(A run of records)
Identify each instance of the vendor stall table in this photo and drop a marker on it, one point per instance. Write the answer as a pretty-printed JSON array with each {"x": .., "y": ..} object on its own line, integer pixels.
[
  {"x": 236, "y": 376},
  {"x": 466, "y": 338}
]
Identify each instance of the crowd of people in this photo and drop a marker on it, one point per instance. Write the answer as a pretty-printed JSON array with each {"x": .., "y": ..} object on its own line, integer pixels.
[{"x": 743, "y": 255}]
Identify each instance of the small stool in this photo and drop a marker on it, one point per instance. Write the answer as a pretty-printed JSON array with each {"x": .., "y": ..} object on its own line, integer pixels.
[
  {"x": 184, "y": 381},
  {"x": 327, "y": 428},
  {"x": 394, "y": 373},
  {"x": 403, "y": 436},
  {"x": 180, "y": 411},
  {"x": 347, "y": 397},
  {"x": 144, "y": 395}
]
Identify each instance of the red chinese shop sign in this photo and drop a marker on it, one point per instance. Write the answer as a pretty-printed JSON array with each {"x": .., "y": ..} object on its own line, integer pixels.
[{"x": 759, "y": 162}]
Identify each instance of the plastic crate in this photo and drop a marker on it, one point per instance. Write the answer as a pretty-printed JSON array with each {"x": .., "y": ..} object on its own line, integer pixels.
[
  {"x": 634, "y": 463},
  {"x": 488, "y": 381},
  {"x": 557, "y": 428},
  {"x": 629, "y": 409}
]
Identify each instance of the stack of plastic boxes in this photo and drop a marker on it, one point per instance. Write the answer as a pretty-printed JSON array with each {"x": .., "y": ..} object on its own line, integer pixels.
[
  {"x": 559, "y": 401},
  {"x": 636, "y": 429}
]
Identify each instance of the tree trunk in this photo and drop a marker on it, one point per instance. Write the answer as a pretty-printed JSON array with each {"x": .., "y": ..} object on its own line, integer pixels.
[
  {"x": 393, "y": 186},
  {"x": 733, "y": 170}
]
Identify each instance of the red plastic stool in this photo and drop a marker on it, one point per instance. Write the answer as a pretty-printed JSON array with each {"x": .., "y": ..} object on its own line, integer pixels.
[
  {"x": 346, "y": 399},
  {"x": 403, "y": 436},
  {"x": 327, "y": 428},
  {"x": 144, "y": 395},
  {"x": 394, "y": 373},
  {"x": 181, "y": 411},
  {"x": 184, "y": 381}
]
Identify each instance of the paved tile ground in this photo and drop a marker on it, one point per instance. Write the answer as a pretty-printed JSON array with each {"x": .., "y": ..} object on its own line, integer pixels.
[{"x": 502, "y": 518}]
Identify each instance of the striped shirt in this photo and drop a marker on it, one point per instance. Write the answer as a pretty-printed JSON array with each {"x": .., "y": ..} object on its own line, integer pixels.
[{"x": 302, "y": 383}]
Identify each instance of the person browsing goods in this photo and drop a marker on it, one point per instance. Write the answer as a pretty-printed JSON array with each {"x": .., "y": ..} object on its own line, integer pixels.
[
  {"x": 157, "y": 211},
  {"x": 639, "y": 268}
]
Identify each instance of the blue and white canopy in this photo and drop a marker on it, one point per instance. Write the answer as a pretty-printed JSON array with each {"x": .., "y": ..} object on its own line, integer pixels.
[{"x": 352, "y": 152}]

● EXERCISE
Return all of the entries word for word.

● ANSWER FOR THIS EXERCISE
Identify each instance of the vendor stall table in this photo and drop a marker on it, one point per instance. Write the answer as a pretty-printed JSON array with each {"x": .., "y": ..} object on its own line, integer pixels.
[
  {"x": 236, "y": 376},
  {"x": 466, "y": 338}
]
Identify each instance of the crowd of people in this photo and drop a marker on it, one point per instance. Write the answer as a pretty-printed JSON array with each {"x": .., "y": ..} object on its own line, integer pixels.
[{"x": 743, "y": 255}]
Identify each instance of the small stool in this photo and drop a marker on it, one point per instance. Write the answer as a pretty-printed JSON array with each {"x": .., "y": ..} object on its own line, integer pixels.
[
  {"x": 184, "y": 381},
  {"x": 327, "y": 428},
  {"x": 394, "y": 373},
  {"x": 403, "y": 436},
  {"x": 180, "y": 411},
  {"x": 347, "y": 397},
  {"x": 144, "y": 395}
]
Identify each instance of the red chinese shop sign in this photo and drop a marker on it, one point per instance. Write the answer as a pretty-printed JSON array with each {"x": .., "y": ..} object on its own line, integer pixels.
[{"x": 759, "y": 162}]
Identify each instance of the plastic crate in this photo and drop a marker on it, one point per instance. Write the answer as a pretty-printed JSON array with each {"x": .., "y": ..} object on its own line, integer pixels.
[
  {"x": 634, "y": 463},
  {"x": 488, "y": 381},
  {"x": 557, "y": 428},
  {"x": 629, "y": 409}
]
Identify each instance of the stack of plastic boxes in this photo and drop a marker on it, one point per instance. Write the answer as a pretty-printed JSON array with each {"x": .., "y": ..} object on its own line, integer pixels.
[
  {"x": 559, "y": 401},
  {"x": 636, "y": 429}
]
Identify each instance of the tree trunk in this photo and drop a marker on it, one point per instance. Write the answer as a pretty-printed JSON array with each {"x": .., "y": ..} object on its own line, integer pixels.
[
  {"x": 393, "y": 186},
  {"x": 733, "y": 170}
]
Identify each instance of the red plastic stool in this photo and drop a marker on it, one point per instance. Write the answer as a pretty-printed JSON array with each {"x": .., "y": ..} object on its own line, integer pixels.
[
  {"x": 346, "y": 399},
  {"x": 403, "y": 436},
  {"x": 327, "y": 428},
  {"x": 144, "y": 395},
  {"x": 394, "y": 373},
  {"x": 181, "y": 411},
  {"x": 184, "y": 381}
]
Identify each instance of the paved tile ground in this photo and drop a marker on it, one point per instance. Write the answer as a pretty-printed JSON array with each {"x": .., "y": ..} object on its own line, integer pixels.
[{"x": 502, "y": 518}]
Identify each instance of the striped shirt in this photo and drop a marker on it, one point per instance. Write the answer as a pretty-printed JSON array with each {"x": .., "y": ..} object on its own line, integer pixels.
[{"x": 302, "y": 383}]
Identify each instance of the person browsing goods in this photo and drop a marker on it, one point per instance. Write the answer as a pretty-printed JSON array with each {"x": .., "y": ..} object on its own line, integer pixels.
[
  {"x": 157, "y": 211},
  {"x": 639, "y": 268}
]
Identify each instance of the blue and white canopy in this photo and drop a marker on it, one point per instance. Write the answer as a pretty-printed JSON array with each {"x": .., "y": ..} object on its own line, integer pixels.
[{"x": 352, "y": 152}]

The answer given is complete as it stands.